Exercise
Beneath this instruction is a listing. Transcribe from it only the stretch from the line with "Where can you see the gravestone" through the line with "Target: stone tomb chest", both end lines included, exactly as written.

--*--

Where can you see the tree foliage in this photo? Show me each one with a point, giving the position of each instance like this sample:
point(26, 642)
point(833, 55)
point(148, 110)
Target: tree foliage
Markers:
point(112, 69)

--*--

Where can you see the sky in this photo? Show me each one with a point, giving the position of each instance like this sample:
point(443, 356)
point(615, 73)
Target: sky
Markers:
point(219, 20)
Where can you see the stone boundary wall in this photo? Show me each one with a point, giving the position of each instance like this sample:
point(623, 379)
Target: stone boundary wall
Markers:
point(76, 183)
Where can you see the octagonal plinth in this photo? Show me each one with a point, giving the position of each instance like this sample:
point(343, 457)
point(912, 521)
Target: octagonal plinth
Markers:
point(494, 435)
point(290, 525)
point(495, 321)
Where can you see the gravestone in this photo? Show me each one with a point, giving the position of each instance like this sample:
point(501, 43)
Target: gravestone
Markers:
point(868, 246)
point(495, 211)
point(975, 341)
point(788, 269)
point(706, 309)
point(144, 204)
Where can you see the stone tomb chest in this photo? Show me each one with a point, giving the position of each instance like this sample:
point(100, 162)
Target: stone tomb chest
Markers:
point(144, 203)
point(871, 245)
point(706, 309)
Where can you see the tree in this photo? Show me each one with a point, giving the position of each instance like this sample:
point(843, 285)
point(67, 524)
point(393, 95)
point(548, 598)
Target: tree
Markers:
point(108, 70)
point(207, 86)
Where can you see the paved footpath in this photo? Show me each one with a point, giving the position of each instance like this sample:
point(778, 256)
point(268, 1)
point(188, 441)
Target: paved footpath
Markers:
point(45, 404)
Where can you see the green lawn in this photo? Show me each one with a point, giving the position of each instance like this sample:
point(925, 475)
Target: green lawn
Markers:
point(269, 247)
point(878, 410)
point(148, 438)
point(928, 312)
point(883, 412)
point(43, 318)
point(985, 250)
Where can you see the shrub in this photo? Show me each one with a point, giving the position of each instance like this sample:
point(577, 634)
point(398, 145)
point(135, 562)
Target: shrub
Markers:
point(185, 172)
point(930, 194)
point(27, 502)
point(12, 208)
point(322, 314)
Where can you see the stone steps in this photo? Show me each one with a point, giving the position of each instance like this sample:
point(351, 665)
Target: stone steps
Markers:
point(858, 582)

--*--

Answer to the exercise
Where can you see the gravestone in this photo? Show me each one with a point, giving the position of each instance like this sample:
point(501, 43)
Target: gravestone
Markers:
point(868, 246)
point(495, 211)
point(975, 341)
point(788, 269)
point(706, 309)
point(144, 204)
Where can you see the stone tomb chest in this photo? Show me each one with a point, giving the position of each instance like this sample:
point(100, 162)
Target: stone tomb chest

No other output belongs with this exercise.